◆ **SUPPLIED TEXT**:

──────────────────────────────

Skip to content

SpatialBench for Presto Geospatial Benchmarking #289

@patdevinwilson

Description

@patdevinwilson

Proposal: SpatialBench for Presto Geospatial Benchmarking

Overview

This proposal introduces Apache Sedona SpatialBench as a standardized geospatial benchmark for Presto Native (CPU and GPU), following the same integration pattern that velox-testing uses for TPC-H and TPC-DS.

SpatialBench fills a critical gap: while TPC-H and TPC-DS thoroughly exercise relational operators (joins, aggregations, sorting), they contain zero geospatial operations. As NVIDIA invests in GPU-accelerating Velox's spatial functions (ST_Distance, ST_Contains, ST_Intersects, etc.), we need a reproducible benchmark to measure progress and prevent regressions.

Why SpatialBench

The Problem

Standard database benchmarks (TPC-H, TPC-DS) do not test:

  • Spatial predicate evaluation (point-in-polygon, intersection)
  • Distance-based filtering and joins
  • Geometry construction and serialization (WKB/WKT)
  • Spatial aggregations (convex hull, union)
  • Mixed spatial + relational workloads (spatial joins with GROUP BY)

Without a spatial benchmark, we cannot quantify the impact of GPU acceleration on geospatial queries, nor compare Presto Native GPU against CPU or Java workers for spatial workloads.

Why SpatialBench Specifically

Criteria SpatialBench Alternative (ad-hoc queries)

──────────────────────────────

◆ **DATA LINES**:
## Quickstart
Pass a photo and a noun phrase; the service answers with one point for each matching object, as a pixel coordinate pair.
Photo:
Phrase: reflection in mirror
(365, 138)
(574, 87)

──────────────────────────────

◆ **REQUESTS**:
(a) Rewrite the stretch of the SpatialBench proposal from "Standard database benchmarks" through "(convex hull, union)", changing "convex hull" to "bounding box".
(b) According to the SpatialBench proposal, how many geospatial operations do TPC-H and TPC-DS contain?

◆ **EXERCISE RESULTS**:
(a)
Standard database benchmarks (TPC-H, TPC-DS) do not test:

  • Spatial predicate evaluation (point-in-polygon, intersection)
  • Distance-based filtering and joins
  • Geometry construction and serialization (WKB/WKT)
  • Spatial aggregations (bounding box, union)

(b) Zero.